▸ **Problem description**: Rewrite the rows below, replacing "component" with "module" and leaving all other text unchanged.

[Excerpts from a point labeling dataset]
◇ ◇ ◇
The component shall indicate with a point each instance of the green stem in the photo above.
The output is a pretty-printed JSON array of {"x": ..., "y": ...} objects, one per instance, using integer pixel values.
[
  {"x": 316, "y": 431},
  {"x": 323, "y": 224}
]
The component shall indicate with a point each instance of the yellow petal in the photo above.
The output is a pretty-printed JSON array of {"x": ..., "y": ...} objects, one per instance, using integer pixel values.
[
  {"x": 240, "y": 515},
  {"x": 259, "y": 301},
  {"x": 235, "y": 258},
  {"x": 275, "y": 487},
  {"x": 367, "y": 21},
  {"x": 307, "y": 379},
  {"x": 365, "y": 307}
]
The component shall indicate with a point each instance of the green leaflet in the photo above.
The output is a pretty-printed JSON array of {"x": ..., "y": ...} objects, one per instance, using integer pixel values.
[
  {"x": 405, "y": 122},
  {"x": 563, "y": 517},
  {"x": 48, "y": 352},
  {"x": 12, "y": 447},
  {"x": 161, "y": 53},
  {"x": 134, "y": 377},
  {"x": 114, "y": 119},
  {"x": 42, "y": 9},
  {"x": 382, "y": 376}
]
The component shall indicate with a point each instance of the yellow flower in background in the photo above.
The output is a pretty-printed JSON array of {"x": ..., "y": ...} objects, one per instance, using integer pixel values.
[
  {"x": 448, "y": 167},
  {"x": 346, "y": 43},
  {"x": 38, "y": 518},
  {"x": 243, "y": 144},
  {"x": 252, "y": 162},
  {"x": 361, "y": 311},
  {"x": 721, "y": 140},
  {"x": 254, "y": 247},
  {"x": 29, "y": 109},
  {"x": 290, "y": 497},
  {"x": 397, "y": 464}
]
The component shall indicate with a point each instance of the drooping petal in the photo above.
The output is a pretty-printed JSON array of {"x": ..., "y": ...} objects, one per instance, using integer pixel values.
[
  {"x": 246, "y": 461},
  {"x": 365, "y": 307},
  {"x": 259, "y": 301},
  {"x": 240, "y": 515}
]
◇ ◇ ◇
▸ **The solution**:
The module shall indicate with a point each instance of the green stem in the photo above.
The output is a pretty-printed JSON array of {"x": ..., "y": ...} objects, one per instance, using integer pixel values.
[
  {"x": 316, "y": 431},
  {"x": 323, "y": 224}
]
The module shall indicate with a point each instance of the yellow petal in the photo above.
The output is a pretty-printed JSON array of {"x": ..., "y": ...} objects, one per instance, using integer pixel values.
[
  {"x": 240, "y": 515},
  {"x": 259, "y": 301},
  {"x": 235, "y": 258},
  {"x": 275, "y": 487},
  {"x": 367, "y": 21},
  {"x": 307, "y": 379},
  {"x": 365, "y": 307}
]
The module shall indicate with a point each instance of the green leaflet in the photo above.
The output is a pretty-printed JSON array of {"x": ..., "y": ...} objects, one per instance, using integer pixel values.
[
  {"x": 405, "y": 122},
  {"x": 563, "y": 517},
  {"x": 48, "y": 352},
  {"x": 12, "y": 447},
  {"x": 161, "y": 53},
  {"x": 134, "y": 377},
  {"x": 114, "y": 119},
  {"x": 42, "y": 9},
  {"x": 382, "y": 376}
]
The module shall indicate with a point each instance of the yellow flower in background in the photo above.
The output is a pretty-printed JSON array of {"x": ..., "y": ...} objects, one per instance, using integer pixel values.
[
  {"x": 448, "y": 167},
  {"x": 346, "y": 43},
  {"x": 38, "y": 518},
  {"x": 243, "y": 144},
  {"x": 252, "y": 162},
  {"x": 361, "y": 311},
  {"x": 721, "y": 140},
  {"x": 254, "y": 247},
  {"x": 29, "y": 109},
  {"x": 290, "y": 497},
  {"x": 397, "y": 464}
]
The module shall indicate with a point each instance of the drooping petal in the photo above.
The output is a pretty-printed JSON array of {"x": ..., "y": ...} objects, one per instance, using integer pixel values.
[
  {"x": 246, "y": 461},
  {"x": 365, "y": 307},
  {"x": 259, "y": 301},
  {"x": 240, "y": 515}
]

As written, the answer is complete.